__TEXTO DADO__:
Sabía lo que eso significaba: tenía que volar, cancelar clases e ir a buscar la noticia. Qué iba a saber yo que Vargas Llosa andaba por Estados Unidos. Lo imaginaba en Madrid o en algún país de Centroamérica investigando material para sus novelas. Ahora, de hecho en Lima alguien me llamaría para pedirme la historia. Así fue. Desde Perú, un diario de alcance nacional, un programa dominical y una revista me pidieron colaboraciones. La revista era Caretas, donde Vargas Llosa mismo había sido periodista. Pero primero enrumbé veloz a la embajada peruana, estaba seguro de que algo se cocinaría por ahí y no me quedaba tan lejos de casa. Al llegar, el personal de la oficina consular no sabía nada. Me invitaron a tocarle la puerta misma al embajador por la entrada principal. Esto me condujo a un episodio divertido con el cónsul de entonces, Fortunato Quesada, quien me recibió en su sala: Quesada me dijo que me ayudaría si yo le avisaba de novedades sobre la premiación del Nobel, de la que se estaba enterando, en ese mismo instante, por mi boca. Eran casi las 10:00 a.m. y me fui sin saber bien qué hacer.

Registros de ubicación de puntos

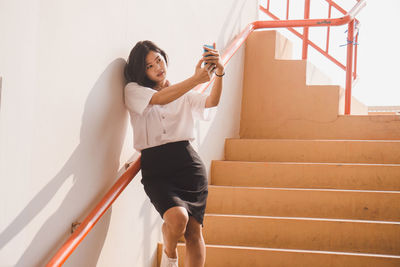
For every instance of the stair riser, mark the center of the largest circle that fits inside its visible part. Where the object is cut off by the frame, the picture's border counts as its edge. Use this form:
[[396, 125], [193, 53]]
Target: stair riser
[[333, 176], [380, 152], [377, 238], [240, 257], [377, 127], [304, 203]]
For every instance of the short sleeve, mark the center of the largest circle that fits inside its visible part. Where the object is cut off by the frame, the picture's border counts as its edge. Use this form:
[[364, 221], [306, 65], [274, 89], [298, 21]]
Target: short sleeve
[[197, 103], [137, 97]]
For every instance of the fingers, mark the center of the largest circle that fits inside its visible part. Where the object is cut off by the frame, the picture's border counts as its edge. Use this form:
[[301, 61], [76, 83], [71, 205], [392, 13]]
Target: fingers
[[199, 63]]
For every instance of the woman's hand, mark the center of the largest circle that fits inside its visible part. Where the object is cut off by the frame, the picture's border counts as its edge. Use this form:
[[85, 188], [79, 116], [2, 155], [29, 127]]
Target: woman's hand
[[201, 74], [212, 58]]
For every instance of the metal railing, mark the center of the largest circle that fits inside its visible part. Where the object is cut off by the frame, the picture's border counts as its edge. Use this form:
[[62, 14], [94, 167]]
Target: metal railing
[[351, 62], [84, 228]]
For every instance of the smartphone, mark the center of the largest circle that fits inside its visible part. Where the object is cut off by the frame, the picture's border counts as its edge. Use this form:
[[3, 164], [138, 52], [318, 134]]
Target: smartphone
[[205, 50]]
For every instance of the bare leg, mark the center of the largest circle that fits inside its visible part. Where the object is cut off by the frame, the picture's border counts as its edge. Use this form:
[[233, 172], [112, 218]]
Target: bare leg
[[175, 221], [195, 246]]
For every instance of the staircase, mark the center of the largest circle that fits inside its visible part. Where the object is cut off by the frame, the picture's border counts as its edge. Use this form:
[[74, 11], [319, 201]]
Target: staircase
[[304, 185]]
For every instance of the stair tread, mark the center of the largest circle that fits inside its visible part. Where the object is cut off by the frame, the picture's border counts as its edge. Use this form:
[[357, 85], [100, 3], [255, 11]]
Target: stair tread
[[304, 189], [296, 250], [307, 163], [300, 218]]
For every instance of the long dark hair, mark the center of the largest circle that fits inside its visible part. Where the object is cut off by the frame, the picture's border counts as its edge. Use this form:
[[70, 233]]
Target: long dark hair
[[135, 68]]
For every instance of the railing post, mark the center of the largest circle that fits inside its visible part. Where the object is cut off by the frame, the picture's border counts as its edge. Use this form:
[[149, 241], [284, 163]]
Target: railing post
[[349, 68], [305, 29]]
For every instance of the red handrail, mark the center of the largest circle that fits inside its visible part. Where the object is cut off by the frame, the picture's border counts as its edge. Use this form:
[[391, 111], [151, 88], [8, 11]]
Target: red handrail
[[349, 18], [76, 238], [84, 228]]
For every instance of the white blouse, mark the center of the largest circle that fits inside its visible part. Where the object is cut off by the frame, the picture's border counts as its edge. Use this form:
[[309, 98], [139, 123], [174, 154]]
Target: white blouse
[[155, 125]]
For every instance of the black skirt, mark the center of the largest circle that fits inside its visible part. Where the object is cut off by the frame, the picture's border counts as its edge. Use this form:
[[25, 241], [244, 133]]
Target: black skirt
[[174, 175]]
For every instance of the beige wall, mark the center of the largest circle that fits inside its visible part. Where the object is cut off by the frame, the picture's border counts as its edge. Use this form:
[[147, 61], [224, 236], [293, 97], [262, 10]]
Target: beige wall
[[64, 131]]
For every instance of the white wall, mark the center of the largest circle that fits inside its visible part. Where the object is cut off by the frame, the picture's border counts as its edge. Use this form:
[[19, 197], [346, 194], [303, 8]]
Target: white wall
[[377, 53], [64, 131]]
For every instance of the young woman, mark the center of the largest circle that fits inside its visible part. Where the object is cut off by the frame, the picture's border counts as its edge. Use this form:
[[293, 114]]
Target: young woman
[[162, 116]]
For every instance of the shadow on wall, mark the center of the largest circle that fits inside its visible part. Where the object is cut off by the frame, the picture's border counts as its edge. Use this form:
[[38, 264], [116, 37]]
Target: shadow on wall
[[93, 164]]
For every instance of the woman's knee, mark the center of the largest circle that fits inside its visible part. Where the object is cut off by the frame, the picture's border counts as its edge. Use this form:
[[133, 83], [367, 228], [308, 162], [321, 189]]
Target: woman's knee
[[176, 218], [193, 231]]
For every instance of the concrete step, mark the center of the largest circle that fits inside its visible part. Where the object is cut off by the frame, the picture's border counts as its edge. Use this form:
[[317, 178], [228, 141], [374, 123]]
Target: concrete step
[[361, 127], [303, 233], [322, 151], [238, 256], [306, 175], [314, 203]]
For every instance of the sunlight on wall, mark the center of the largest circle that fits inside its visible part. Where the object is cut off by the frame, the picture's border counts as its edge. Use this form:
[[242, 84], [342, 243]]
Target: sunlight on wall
[[378, 52]]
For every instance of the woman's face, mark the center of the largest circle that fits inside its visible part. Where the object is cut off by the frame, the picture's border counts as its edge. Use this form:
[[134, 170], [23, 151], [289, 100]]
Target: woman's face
[[156, 68]]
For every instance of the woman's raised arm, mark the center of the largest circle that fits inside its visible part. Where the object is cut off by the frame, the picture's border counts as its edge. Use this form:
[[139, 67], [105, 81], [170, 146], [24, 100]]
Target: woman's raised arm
[[170, 93]]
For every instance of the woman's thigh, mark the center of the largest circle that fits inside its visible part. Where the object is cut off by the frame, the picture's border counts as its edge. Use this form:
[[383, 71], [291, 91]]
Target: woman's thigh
[[176, 216]]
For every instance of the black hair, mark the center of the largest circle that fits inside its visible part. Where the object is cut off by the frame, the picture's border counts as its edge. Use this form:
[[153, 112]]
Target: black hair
[[135, 68]]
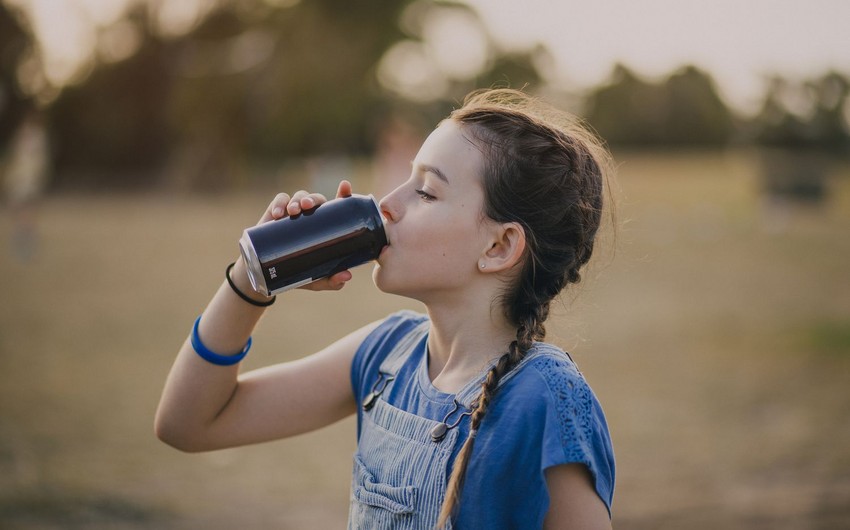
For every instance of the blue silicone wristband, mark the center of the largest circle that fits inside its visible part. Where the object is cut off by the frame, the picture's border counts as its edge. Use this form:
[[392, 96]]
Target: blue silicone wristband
[[212, 357]]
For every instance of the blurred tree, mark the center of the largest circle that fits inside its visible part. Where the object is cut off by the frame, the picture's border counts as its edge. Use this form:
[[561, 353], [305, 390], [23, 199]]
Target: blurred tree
[[695, 113], [15, 42], [628, 110], [824, 127], [112, 131], [683, 111], [249, 81]]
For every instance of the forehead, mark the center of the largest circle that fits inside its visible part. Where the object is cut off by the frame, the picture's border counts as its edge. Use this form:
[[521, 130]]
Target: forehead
[[453, 152]]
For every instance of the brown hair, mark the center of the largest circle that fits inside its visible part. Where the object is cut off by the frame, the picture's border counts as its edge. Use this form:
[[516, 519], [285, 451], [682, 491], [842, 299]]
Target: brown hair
[[547, 172]]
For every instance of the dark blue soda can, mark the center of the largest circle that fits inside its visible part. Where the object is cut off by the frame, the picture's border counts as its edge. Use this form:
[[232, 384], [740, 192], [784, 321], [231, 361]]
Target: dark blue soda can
[[294, 251]]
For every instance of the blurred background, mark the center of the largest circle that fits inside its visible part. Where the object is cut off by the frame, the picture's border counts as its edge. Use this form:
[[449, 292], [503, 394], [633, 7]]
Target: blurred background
[[139, 137]]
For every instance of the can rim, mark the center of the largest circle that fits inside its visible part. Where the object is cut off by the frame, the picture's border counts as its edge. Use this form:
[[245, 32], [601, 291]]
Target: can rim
[[252, 264]]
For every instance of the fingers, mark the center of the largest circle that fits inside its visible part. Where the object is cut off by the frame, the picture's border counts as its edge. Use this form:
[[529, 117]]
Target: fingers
[[285, 205]]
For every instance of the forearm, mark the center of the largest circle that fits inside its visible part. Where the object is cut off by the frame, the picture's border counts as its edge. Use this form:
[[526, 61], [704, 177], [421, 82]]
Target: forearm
[[197, 391]]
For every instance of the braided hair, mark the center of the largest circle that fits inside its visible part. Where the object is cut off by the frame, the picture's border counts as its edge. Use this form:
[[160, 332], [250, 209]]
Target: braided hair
[[545, 171]]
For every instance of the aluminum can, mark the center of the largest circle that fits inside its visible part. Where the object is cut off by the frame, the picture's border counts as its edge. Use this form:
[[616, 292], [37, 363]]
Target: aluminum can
[[294, 251]]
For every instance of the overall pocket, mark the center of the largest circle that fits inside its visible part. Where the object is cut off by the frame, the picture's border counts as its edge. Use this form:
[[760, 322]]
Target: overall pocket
[[366, 490]]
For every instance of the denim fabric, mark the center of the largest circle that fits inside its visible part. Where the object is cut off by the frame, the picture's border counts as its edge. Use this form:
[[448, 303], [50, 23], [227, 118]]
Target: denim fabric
[[543, 415]]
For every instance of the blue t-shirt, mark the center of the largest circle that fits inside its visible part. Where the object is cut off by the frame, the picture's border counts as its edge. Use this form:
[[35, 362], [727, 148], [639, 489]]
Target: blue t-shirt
[[544, 415]]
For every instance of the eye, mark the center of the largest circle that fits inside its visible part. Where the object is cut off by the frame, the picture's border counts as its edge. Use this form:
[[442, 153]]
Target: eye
[[427, 197]]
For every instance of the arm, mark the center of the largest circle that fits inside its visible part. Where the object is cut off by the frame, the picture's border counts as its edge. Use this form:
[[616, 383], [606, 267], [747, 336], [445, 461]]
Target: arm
[[206, 406], [573, 502]]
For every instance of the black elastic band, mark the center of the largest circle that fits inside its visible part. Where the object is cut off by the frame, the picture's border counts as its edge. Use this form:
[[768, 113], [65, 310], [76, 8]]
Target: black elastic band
[[243, 295]]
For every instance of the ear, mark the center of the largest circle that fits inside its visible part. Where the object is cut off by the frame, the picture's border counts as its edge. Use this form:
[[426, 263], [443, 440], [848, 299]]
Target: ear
[[506, 248]]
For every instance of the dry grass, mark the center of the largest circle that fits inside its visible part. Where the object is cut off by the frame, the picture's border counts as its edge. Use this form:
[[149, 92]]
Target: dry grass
[[716, 339]]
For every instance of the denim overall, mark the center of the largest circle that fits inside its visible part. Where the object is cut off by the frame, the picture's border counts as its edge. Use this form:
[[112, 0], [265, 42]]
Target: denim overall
[[400, 472]]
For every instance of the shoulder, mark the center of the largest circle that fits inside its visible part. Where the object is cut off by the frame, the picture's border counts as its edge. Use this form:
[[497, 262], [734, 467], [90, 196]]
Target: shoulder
[[379, 343], [575, 429], [390, 330]]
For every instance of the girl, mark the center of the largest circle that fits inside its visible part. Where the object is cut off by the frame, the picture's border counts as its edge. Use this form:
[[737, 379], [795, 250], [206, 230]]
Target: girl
[[465, 420]]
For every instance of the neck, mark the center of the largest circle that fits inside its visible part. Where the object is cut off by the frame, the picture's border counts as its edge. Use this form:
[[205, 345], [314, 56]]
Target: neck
[[462, 341]]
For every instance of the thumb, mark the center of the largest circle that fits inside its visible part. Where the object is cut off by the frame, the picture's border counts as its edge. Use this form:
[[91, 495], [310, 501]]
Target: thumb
[[344, 189]]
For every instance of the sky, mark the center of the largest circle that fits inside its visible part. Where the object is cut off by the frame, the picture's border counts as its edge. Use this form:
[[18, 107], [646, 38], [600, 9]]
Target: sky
[[739, 42]]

__EL PROBLEMA__: ¿Podrías seguir el relato sobre el Nobel de Vargas Llosa a partir de su última oración?

__RESULTADO DEL EJERCICIO__:
Resultó que justo al lado de la embajada quedaba el Instituto Cervantes y allí ya se había armado una conmoción. Había periodistas en la puerta, gente entrando y saliendo apurada. No lo dudé y me metí en un impulso a preguntar: no me equivoqué. Allí mismo sería la conferencia por el Premio Nobel a Vargas Llosa. Volví corriendo a tocarle la puerta al cónsul Quesada a la puerta vecina.

—La conferencia de Vargas Llosa va a ser aquí en el Cervantes, al lado —le dije—. No se olvide de hacerme entrar.

Mientras Quesada se alistaba volví a la puerta del Cervantes, desde la cual lo observé llegar. Me había recibido casi en pijamas y fue un espectáculo verlo salir corriendo a la calle poniéndose el saco a la volada, el rostro sin afeitar y los cabellos canos desordenados en una cabeza donde ganaba terreno la calvicie, pero cumplió lo ofrecido, me hizo pasar como “prensa peruana” (yo no tenía sino mi identificación de estudiante de periodismo en Columbia). Ya adentro del Cervantes, Quesada le pidió el favor. por lo bajo, a alguien con pinta de funcionario junior de que le consiguieran una máquina de afeitar. No pude contener la risa.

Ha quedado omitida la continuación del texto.